**Task requirements**
Extract the entries in their exact form.

- - - - - - -

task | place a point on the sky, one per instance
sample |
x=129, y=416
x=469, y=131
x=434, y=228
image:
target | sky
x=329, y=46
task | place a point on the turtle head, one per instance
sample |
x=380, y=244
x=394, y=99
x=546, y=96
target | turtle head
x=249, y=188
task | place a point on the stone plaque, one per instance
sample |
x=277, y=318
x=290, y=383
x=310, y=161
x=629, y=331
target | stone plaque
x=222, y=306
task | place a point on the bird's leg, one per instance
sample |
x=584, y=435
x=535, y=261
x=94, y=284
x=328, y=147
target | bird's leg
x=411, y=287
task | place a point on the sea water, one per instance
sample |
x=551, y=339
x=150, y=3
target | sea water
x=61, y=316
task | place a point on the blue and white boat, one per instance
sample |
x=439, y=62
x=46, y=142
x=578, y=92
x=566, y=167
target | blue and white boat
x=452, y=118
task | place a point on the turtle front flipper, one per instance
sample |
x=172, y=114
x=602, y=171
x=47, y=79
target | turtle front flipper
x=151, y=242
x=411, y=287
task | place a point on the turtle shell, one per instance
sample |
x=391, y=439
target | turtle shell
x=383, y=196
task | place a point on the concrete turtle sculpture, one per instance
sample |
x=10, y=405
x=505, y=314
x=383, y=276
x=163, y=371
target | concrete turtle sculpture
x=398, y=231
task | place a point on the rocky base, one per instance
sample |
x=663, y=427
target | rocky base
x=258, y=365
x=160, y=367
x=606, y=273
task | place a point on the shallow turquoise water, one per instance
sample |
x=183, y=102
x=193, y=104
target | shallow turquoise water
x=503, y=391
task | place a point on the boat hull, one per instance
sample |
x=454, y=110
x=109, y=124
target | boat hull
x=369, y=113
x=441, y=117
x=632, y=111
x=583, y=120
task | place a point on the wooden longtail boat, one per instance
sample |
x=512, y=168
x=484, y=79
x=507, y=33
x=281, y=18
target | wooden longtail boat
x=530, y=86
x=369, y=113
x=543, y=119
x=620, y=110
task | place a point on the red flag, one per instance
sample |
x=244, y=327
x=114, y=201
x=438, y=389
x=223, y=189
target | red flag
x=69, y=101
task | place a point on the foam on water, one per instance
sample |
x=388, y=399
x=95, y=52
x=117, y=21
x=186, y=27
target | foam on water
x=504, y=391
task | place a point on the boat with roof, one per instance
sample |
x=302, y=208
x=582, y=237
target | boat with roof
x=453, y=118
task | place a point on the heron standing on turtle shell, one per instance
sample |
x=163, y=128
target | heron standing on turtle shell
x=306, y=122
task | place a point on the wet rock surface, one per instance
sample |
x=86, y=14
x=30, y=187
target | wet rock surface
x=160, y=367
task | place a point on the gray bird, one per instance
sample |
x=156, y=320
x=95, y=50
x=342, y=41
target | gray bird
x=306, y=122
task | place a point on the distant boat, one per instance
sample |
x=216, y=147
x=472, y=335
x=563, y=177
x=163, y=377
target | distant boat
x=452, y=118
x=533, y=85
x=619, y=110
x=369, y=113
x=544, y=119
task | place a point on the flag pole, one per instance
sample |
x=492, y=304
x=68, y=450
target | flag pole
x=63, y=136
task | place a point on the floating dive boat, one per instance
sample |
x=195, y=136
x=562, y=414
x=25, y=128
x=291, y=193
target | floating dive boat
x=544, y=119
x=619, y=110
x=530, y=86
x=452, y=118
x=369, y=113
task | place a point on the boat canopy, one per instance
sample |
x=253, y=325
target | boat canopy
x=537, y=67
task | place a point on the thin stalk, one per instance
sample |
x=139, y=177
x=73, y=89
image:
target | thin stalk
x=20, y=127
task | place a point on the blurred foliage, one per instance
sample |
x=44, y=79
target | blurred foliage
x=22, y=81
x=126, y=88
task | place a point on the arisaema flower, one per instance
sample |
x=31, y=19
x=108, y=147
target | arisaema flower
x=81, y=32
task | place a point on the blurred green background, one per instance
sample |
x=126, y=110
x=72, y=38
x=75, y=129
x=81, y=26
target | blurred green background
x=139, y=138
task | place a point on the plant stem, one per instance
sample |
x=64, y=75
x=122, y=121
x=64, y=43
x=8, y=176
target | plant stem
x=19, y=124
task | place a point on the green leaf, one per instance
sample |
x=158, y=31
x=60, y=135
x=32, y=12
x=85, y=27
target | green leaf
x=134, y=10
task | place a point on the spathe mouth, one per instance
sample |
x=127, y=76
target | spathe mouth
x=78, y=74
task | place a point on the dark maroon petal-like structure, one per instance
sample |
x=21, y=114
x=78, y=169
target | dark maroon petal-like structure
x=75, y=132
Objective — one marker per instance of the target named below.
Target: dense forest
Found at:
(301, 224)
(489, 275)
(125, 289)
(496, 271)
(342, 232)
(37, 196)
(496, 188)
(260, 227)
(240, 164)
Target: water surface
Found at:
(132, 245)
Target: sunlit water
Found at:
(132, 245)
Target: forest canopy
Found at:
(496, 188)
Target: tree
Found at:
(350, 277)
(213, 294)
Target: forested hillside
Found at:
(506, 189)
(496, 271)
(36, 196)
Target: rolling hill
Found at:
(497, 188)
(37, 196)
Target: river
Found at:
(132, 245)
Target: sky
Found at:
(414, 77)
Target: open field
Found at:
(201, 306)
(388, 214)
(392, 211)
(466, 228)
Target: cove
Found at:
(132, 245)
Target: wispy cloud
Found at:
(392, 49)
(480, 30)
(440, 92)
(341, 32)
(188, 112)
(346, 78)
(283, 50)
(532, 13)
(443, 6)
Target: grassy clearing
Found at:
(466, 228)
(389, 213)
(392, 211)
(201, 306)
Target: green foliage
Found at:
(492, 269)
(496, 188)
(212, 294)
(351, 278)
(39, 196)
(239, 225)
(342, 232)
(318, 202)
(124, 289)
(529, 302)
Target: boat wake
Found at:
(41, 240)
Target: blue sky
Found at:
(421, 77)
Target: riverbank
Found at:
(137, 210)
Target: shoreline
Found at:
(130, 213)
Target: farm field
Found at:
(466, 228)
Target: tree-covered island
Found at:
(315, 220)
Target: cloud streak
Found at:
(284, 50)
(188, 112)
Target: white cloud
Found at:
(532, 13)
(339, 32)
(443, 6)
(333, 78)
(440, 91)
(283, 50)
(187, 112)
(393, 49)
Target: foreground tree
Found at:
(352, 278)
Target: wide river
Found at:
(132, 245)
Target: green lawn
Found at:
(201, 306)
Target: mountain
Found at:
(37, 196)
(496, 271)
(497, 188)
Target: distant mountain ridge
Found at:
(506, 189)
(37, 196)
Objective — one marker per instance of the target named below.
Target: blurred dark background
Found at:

- - - - - - -

**Solved problem**
task | place a point on the sky, one per instance
sample |
x=129, y=416
x=469, y=131
x=434, y=228
image:
target | sky
x=329, y=46
task | place a point on the turtle head, one per instance
sample |
x=380, y=244
x=394, y=99
x=546, y=96
target | turtle head
x=249, y=188
task | place a point on the stone plaque, one per instance
sample |
x=277, y=318
x=290, y=383
x=310, y=161
x=629, y=331
target | stone plaque
x=222, y=306
task | place a point on the bird's leg, one per instance
sample |
x=584, y=435
x=535, y=261
x=94, y=284
x=328, y=147
target | bird's leg
x=411, y=287
task | place a point on the sea water, one per instance
sample |
x=551, y=339
x=150, y=3
target | sea water
x=61, y=316
task | place a point on the blue and white boat, one per instance
sample |
x=439, y=62
x=46, y=142
x=578, y=92
x=566, y=167
target | blue and white boat
x=452, y=118
task | place a point on the turtle front flipper, one per instance
sample |
x=172, y=114
x=602, y=171
x=47, y=79
target | turtle front flipper
x=151, y=242
x=411, y=287
task | place a point on the turtle shell, one per instance
sample |
x=391, y=439
target | turtle shell
x=383, y=196
task | place a point on the concrete turtle sculpture, one per instance
sample |
x=10, y=405
x=505, y=314
x=383, y=276
x=163, y=371
target | concrete turtle sculpture
x=398, y=231
task | place a point on the rocky base, one per instance
sample |
x=663, y=427
target | rocky base
x=258, y=365
x=160, y=367
x=606, y=273
task | place a point on the shallow turquoise water, one per instance
sample |
x=183, y=102
x=193, y=104
target | shallow turquoise water
x=503, y=391
task | place a point on the boat hull, one per instance
sample |
x=454, y=110
x=109, y=124
target | boat hull
x=369, y=113
x=441, y=117
x=632, y=111
x=583, y=120
task | place a point on the wooden longtail boat, one per instance
sample |
x=512, y=168
x=484, y=79
x=507, y=33
x=281, y=18
target | wooden longtail boat
x=530, y=86
x=369, y=113
x=543, y=119
x=620, y=110
task | place a point on the red flag, one per instance
sample |
x=244, y=327
x=114, y=201
x=438, y=389
x=223, y=189
target | red flag
x=69, y=101
task | place a point on the foam on water, one per instance
sample |
x=388, y=399
x=95, y=52
x=117, y=21
x=186, y=27
target | foam on water
x=504, y=391
task | place a point on the boat with roof, one per instance
sample |
x=302, y=208
x=582, y=237
target | boat with roof
x=453, y=118
task | place a point on the heron standing on turtle shell, one per instance
sample |
x=163, y=128
target | heron standing on turtle shell
x=306, y=122
task | place a point on the wet rock surface, one per instance
sample |
x=86, y=14
x=30, y=187
target | wet rock surface
x=160, y=367
task | place a point on the gray bird, one per instance
sample |
x=156, y=320
x=95, y=50
x=342, y=41
target | gray bird
x=306, y=122
task | place a point on the distant boat, one per instance
sample |
x=216, y=147
x=472, y=335
x=563, y=177
x=163, y=377
target | distant boat
x=452, y=118
x=533, y=85
x=619, y=110
x=369, y=113
x=544, y=119
task | place a point on the flag pole, one per instance
sample |
x=492, y=304
x=68, y=450
target | flag pole
x=63, y=136
task | place a point on the floating dive boat, one per instance
sample |
x=195, y=136
x=562, y=414
x=25, y=128
x=291, y=193
target | floating dive boat
x=544, y=119
x=619, y=110
x=530, y=86
x=452, y=118
x=369, y=113
task | place a point on the boat canopy, one per instance
sample |
x=253, y=325
target | boat canopy
x=537, y=67
task | place a point on the thin stalk, one per instance
sample |
x=139, y=177
x=73, y=89
image:
target | thin stalk
x=20, y=127
task | place a point on the blurred foliage, one per instance
sample |
x=44, y=79
target | blurred foliage
x=22, y=81
x=126, y=88
task | place a point on the arisaema flower, one per instance
sample |
x=31, y=19
x=108, y=147
target | arisaema flower
x=81, y=32
task | place a point on the blurred green background, one per instance
sample |
x=126, y=110
x=72, y=38
x=75, y=129
x=81, y=26
target | blurred green background
x=139, y=138
task | place a point on the plant stem, one per instance
sample |
x=64, y=75
x=122, y=121
x=64, y=43
x=8, y=176
target | plant stem
x=19, y=124
task | place a point on the green leaf, one per instance
sample |
x=158, y=31
x=60, y=135
x=32, y=12
x=85, y=27
target | green leaf
x=134, y=10
task | place a point on the spathe mouth, one per instance
sample |
x=127, y=76
target | spathe mouth
x=78, y=74
task | place a point on the dark maroon petal-like structure, one per instance
sample |
x=21, y=114
x=78, y=169
target | dark maroon petal-like structure
x=75, y=132
Objective — one marker per instance of the target named below.
Target: dense forest
Found at:
(301, 224)
(489, 275)
(125, 289)
(496, 271)
(342, 232)
(37, 196)
(496, 188)
(260, 227)
(240, 164)
Target: water surface
Found at:
(132, 245)
Target: sunlit water
Found at:
(132, 245)
Target: forest canopy
Found at:
(496, 188)
Target: tree
Found at:
(350, 277)
(213, 294)
Target: forested hillside
Found at:
(506, 189)
(496, 271)
(36, 196)
Target: rolling hill
Found at:
(497, 188)
(37, 196)
Target: river
Found at:
(132, 245)
Target: sky
Found at:
(414, 77)
Target: open field
Found at:
(201, 306)
(388, 214)
(392, 211)
(466, 228)
Target: cove
Found at:
(132, 245)
Target: wispy cloud
Found at:
(392, 49)
(480, 30)
(440, 92)
(341, 32)
(188, 112)
(346, 78)
(283, 50)
(532, 13)
(443, 6)
Target: grassy clearing
Found at:
(466, 228)
(389, 213)
(392, 211)
(201, 306)
Target: green foliage
Found at:
(492, 269)
(496, 188)
(212, 294)
(351, 278)
(39, 196)
(239, 225)
(342, 232)
(318, 202)
(124, 289)
(529, 302)
Target: boat wake
Found at:
(41, 240)
Target: blue sky
Found at:
(421, 77)
Target: riverbank
Found at:
(137, 210)
Target: shoreline
Found at:
(130, 213)
Target: farm field
Found at:
(466, 228)
Target: tree-covered island
Found at:
(315, 220)
Target: cloud streak
Found at:
(284, 50)
(188, 112)
Target: white cloud
Found at:
(532, 13)
(339, 32)
(443, 6)
(333, 78)
(440, 91)
(283, 50)
(187, 112)
(393, 49)
Target: foreground tree
Found at:
(352, 278)
Target: wide river
Found at:
(132, 245)
Target: green lawn
Found at:
(201, 306)
Target: mountain
Found at:
(37, 196)
(496, 271)
(497, 188)
Target: distant mountain ridge
Found at:
(506, 189)
(37, 196)
Objective — one marker per instance of the target named below.
Target: blurred dark background
Found at:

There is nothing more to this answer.